- DATASET RECORDS
◇ ◇ ◇ ◇ ◇
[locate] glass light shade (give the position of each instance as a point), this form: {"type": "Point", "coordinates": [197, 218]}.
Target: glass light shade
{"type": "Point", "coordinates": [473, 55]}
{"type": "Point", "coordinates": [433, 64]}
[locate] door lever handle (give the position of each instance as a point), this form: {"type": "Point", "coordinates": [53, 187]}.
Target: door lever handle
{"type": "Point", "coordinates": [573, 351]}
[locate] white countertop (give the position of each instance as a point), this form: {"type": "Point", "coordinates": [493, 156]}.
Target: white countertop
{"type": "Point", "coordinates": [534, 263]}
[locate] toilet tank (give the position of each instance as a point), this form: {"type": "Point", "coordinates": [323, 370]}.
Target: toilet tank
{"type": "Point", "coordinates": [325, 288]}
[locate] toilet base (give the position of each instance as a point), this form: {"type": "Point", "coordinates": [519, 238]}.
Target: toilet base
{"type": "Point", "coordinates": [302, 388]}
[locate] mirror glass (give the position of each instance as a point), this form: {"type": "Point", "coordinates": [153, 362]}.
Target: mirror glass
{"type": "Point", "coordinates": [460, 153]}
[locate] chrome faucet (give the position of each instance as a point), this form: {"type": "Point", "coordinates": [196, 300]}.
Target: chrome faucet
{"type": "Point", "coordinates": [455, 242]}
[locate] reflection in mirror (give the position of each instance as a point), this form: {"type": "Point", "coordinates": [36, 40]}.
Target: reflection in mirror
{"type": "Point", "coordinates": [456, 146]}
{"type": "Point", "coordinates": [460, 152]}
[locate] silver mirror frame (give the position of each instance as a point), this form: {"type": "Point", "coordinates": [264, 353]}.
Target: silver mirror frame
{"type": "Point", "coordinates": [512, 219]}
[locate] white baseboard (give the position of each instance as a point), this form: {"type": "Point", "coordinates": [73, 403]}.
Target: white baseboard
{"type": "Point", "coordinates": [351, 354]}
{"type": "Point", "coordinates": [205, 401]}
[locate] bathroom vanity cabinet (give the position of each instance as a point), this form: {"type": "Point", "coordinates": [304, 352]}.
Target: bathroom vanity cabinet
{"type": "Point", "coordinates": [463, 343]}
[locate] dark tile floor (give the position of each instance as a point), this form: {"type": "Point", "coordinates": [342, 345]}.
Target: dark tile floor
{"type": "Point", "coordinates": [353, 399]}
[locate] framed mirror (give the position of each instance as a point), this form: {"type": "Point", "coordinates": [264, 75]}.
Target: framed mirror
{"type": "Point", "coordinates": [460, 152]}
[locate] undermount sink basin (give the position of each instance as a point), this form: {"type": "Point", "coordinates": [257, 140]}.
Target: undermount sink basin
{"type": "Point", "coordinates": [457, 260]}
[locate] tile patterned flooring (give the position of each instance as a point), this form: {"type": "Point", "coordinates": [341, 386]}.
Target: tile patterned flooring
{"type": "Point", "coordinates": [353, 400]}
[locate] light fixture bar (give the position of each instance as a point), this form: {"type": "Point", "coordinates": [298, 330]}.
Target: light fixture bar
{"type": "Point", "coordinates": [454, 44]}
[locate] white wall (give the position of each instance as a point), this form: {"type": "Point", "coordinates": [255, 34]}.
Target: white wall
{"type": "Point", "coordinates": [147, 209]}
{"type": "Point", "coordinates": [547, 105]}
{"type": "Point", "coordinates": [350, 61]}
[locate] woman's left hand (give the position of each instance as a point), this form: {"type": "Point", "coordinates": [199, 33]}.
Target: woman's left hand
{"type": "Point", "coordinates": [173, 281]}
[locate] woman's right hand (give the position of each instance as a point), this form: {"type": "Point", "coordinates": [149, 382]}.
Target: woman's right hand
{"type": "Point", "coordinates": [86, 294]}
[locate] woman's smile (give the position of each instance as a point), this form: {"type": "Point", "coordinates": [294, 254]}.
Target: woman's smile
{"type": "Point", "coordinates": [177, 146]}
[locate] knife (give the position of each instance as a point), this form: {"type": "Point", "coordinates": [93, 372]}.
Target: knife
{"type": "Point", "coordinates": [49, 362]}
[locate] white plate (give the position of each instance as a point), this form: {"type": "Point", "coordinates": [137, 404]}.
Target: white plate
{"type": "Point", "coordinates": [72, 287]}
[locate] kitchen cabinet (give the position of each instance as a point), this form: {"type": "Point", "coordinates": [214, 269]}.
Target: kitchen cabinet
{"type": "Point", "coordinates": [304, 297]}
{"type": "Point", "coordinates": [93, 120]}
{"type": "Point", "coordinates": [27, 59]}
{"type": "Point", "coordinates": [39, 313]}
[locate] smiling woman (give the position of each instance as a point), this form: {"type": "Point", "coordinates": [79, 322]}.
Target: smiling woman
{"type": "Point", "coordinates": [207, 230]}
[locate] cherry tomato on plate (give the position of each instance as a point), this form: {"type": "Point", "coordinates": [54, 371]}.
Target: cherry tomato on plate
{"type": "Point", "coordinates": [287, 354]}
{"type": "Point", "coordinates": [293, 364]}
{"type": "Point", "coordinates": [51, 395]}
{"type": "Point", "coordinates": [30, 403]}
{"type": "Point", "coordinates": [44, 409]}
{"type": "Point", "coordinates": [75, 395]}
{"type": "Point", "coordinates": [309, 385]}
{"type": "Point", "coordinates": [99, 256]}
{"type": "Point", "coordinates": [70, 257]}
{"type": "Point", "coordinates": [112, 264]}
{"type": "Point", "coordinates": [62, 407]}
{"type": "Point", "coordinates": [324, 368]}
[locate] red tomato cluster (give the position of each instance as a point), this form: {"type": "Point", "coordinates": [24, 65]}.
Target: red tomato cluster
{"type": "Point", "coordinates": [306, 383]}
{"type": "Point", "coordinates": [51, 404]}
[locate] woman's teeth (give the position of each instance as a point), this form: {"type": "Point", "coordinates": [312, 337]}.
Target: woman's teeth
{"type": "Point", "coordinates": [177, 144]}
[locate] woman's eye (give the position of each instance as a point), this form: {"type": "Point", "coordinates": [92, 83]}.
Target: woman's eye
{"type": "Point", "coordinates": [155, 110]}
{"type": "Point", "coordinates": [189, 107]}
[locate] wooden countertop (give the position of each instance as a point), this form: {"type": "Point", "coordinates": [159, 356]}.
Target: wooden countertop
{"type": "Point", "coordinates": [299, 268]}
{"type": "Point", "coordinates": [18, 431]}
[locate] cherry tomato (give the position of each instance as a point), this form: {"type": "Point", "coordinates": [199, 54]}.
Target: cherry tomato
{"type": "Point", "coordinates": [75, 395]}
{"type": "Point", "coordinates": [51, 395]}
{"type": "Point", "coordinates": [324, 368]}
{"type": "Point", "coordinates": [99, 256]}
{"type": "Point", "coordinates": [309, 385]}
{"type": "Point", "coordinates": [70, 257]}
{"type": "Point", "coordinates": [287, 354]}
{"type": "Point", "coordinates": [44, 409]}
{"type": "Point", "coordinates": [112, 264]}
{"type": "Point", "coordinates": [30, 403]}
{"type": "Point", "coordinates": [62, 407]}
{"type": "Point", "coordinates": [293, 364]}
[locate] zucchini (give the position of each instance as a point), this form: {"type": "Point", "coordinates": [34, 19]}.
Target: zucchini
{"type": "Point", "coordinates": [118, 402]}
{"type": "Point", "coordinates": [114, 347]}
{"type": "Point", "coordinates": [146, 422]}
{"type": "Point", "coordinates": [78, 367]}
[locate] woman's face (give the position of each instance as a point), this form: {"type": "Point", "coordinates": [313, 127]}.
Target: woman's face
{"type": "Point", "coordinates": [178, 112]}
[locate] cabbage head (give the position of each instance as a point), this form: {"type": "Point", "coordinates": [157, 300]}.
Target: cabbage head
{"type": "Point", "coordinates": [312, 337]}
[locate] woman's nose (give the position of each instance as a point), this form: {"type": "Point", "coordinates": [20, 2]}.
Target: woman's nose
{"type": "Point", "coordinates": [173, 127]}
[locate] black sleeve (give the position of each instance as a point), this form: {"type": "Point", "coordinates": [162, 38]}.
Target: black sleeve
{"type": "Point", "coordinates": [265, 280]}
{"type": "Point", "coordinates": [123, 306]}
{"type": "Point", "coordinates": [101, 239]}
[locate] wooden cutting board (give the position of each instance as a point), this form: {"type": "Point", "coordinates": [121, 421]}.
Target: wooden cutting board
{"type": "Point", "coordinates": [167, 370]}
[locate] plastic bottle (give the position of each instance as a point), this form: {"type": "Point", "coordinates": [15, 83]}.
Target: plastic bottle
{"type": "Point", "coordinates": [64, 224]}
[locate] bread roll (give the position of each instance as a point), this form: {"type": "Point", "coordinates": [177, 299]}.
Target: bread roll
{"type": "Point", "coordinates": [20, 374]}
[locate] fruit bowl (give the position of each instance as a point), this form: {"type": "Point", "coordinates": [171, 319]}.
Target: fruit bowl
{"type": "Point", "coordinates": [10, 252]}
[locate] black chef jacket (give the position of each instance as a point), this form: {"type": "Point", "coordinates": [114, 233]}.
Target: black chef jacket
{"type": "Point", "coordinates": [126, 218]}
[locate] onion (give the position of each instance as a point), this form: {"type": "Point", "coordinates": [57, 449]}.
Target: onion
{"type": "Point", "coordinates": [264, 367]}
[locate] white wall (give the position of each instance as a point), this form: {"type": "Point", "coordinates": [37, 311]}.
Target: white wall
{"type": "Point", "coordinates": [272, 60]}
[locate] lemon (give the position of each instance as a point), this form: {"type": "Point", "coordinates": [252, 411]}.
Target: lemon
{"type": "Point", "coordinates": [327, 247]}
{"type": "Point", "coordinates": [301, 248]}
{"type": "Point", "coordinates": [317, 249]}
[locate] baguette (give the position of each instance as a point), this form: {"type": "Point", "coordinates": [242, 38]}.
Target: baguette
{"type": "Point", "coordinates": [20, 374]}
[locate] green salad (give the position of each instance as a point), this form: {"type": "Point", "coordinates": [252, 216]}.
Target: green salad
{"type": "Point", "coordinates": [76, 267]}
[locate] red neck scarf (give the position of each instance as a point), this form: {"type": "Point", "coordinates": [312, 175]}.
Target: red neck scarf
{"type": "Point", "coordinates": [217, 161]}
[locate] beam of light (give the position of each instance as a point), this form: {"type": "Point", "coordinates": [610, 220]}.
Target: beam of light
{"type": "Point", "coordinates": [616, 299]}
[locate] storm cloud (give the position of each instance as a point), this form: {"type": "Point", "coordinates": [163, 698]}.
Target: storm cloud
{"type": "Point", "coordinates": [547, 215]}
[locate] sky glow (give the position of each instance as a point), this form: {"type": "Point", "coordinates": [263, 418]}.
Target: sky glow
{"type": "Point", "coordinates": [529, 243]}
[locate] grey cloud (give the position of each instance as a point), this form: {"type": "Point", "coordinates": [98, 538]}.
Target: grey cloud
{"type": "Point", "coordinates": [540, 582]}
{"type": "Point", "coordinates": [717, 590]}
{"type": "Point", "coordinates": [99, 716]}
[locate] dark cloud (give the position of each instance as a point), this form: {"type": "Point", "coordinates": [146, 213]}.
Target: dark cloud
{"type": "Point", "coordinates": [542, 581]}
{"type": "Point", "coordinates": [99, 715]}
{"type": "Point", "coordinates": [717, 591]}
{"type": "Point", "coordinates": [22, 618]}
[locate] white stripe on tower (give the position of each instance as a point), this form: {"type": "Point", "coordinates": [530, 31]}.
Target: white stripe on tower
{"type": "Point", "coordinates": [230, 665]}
◇ ◇ ◇ ◇ ◇
- WHAT THE TASK ASKS
Write out exactly the final stretch of the records: the line containing "[locate] dark cloud" and every line after it, through the last, and nothing else.

- ANSWER TO THIS TASK
[locate] dark cloud (give the position of each instance as a point), this form: {"type": "Point", "coordinates": [146, 213]}.
Target: dark cloud
{"type": "Point", "coordinates": [542, 581]}
{"type": "Point", "coordinates": [99, 715]}
{"type": "Point", "coordinates": [717, 591]}
{"type": "Point", "coordinates": [22, 618]}
[locate] white stripe on tower (give the position of each instance as a point), this form: {"type": "Point", "coordinates": [530, 31]}.
Target: white stripe on tower
{"type": "Point", "coordinates": [230, 665]}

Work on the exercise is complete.